Document segment »
Is Mammography Really Less Effective at Finding Breast Cancer?


Our own Dr. James Brenner responds to the latest mammography trial out of Canada…

The Canadian Trial, which has been in the news recently,  claims to show new evidence that mammography is less effective than the majority of other trials have indicated. It is important to understand that this is not new evidence, but the same evidence that was rejected nearly twenty years ago when investigators exposed serious issues with the way the trial was conducted. While “naysayers” often object to methods in trials that show results that are disagreeable, the problems with the Canadian trial are so severe that this is not an issue of science, but politics, because the trial cost the Canadian government tens of millions of dollars.

The trial, to its credit, was one of the first designed to show an impact or lack thereof of mammography for younger women. While there are many esoteric issues involved with the set of the study, two major problems in its execution invalidate the results, and can be understood my most people.

The first, is that the trial violated the basic principle of screening mammography in assigning people to different groups. Screening mammography is meant to detect small cancers in asymptomatic women before they can harm anyone. Well intended triage personnel who could feel lumps and even enlarged local lymph nodesin women would assign such women to the screening group in order for them to access care more immediately. While it was understandable that such women needed care immediately, assigning them to the “screening” or asymptomatic group should never have been done if the study was a test of screening mammography. When you “stack the deck” with women who have advanced breast cancer into a group that is supposed to have no physical signs or symptoms of breast cancer, it is no surprise that such agroup will not show an improvement over the other group when you look at the number of women who do not do well, especially when there a limited number of cancers that will be found in both groups.

What this exercise asks »
a: Please rewrite the passage of the mammography article that begins at "The trial, to" and stops after "my most people.", replacing "esoteric" with "technical".
b: For each statement, answer yes or no depending on whether the mammography article agrees with it, and quote the words from the article that decide it: (i) The Canadian trial cost the Canadian government tens of millions of dollars. (ii) The article calls the Canadian trial's evidence new. (iii) Screening mammography is meant to find large cancers in women who have symptoms.
c: Pick up the mammography article right after its last sentence and keep writing it.
Nothing in the listing is needed here.

Collected material »

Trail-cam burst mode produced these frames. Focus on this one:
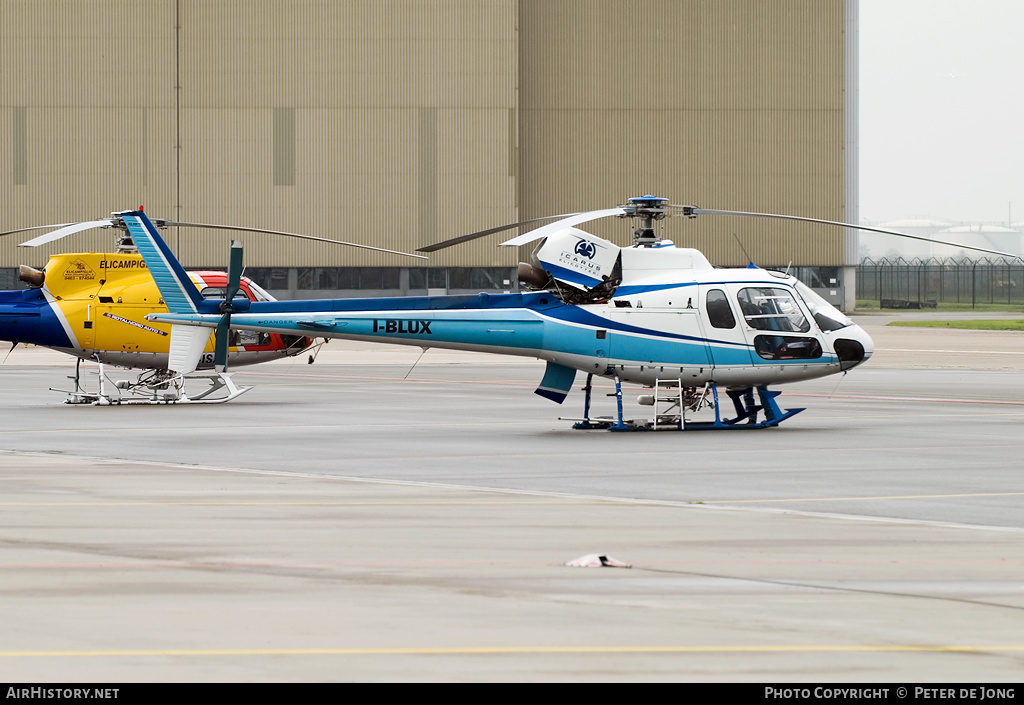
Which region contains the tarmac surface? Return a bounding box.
[0,312,1024,683]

Results in order »
a:
The trial, to its credit, was one of the first designed to show an impact or lack thereof of mammography for younger women. While there are many technical issues involved with the set of the study, two major problems in its execution invalidate the results, and can be understood my most people.

b:
(i) Yes: "because the trial cost the Canadian government tens of millions of dollars."
(ii) No: "It is important to understand that this is not new evidence, but the same evidence that was rejected nearly twenty years ago"
(iii) No: "Screening mammography is meant to detect small cancers in asymptomatic women before they can harm anyone."

c:
The second major problem was that the in the first part of the study, the mammograms were not conducted in a state-of-the-art fashion. The technologists were not trained, the images were poor, and even the official reference physicist monitoring the trial warned the investigators that the results would be affected. Imagine trying to take a picture of your house through thick fog and trying to identify a small animal in front. You might be able to do it, but if you had no fog, the ability to identify that small animal would be much greater. Again, it is no surprise that poor quality mammography was not able to show a benefit. During the same period of time, in other countries where the mammograms were more state of the art (and not even as good as now), the results, not surprisingly, showed between a 25% and 44% decreased in mortality, when assigning patients to screening groups was conducted properly.

A recent study in the journal Cancer observed that 70% of women who died from breast cancer in their 40’s at major Harvard teaching hospitals were among the 20% who were not undergoing screening mammography.  The evidence regarding the life-saving aspects of mammography is based on long term follow up and more data than virtually any other medical intervention that has been studies in the past half century. Sadly, the Canadian trial designers, have revisited old and rejected data, to try to make it “newsworthy” again. The lay press have not questioned these investigators but simply accepted such misinformation.

It is not coincidental that most major medical organizations, including the American Medical Association, the American College of Obstetrics and Gynecology, and the American Cancer Society have looked at ALL the evidence and concluded that asymptomatic women begin screening mammography by age 40 and have it done every year. The recent controversial 2009 recommendations of the United States Preventative Health Task Force are being revisited and restudied, and in the meantime have been excluded from consideration under the Affordable Care Act by specific legislative language.